• **Exercise directions**:
Copy out the material below, changing every "Reviewer check" to "Quality check" and leaving all other text untouched. Do not include the pictures in your answer.

--- Data entries ---

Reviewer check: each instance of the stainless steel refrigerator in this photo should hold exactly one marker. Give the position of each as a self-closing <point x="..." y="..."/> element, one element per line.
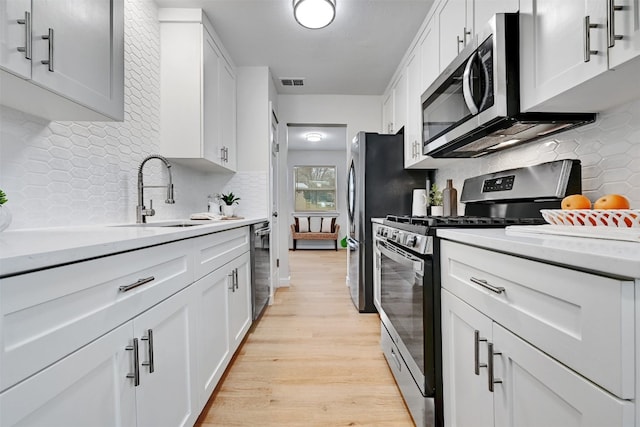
<point x="377" y="185"/>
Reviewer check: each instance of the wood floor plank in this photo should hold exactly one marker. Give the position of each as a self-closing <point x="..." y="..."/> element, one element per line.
<point x="312" y="360"/>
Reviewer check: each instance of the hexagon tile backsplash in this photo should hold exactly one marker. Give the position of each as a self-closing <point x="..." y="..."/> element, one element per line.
<point x="608" y="149"/>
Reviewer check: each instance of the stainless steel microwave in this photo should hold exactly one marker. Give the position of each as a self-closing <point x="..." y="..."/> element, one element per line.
<point x="473" y="108"/>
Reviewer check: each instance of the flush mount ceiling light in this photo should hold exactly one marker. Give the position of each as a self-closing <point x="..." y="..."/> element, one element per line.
<point x="314" y="14"/>
<point x="313" y="137"/>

---

• **Solved problem**:
Quality check: each instance of the stainless steel refrigerator in this photo should hold exactly one marker. Give the position of each as a self-closing <point x="..." y="..."/> element, one element per line.
<point x="377" y="185"/>
Quality check: each instance of the wood floor plank in this photo should hold exactly one marker. Give the position of each as a self-closing <point x="..." y="..."/> element, one element per line.
<point x="312" y="360"/>
Quality check: each instance of the hexagon tile backsplash in this photo should hold exactly one marker. Give the position of each as a self-closing <point x="..." y="..."/> element, one element per line.
<point x="608" y="149"/>
Quality check: each instance of the stainless steel microwave in this photo should hold exactly one marker. Give the position of each as a self-closing <point x="..." y="..."/> element, one element per line.
<point x="473" y="108"/>
Quality check: each instance of the flush mount ceiling light in this photo should hold exactly one marker. Give the position of each as a self-closing <point x="..." y="..."/> element, one element per line.
<point x="314" y="14"/>
<point x="313" y="137"/>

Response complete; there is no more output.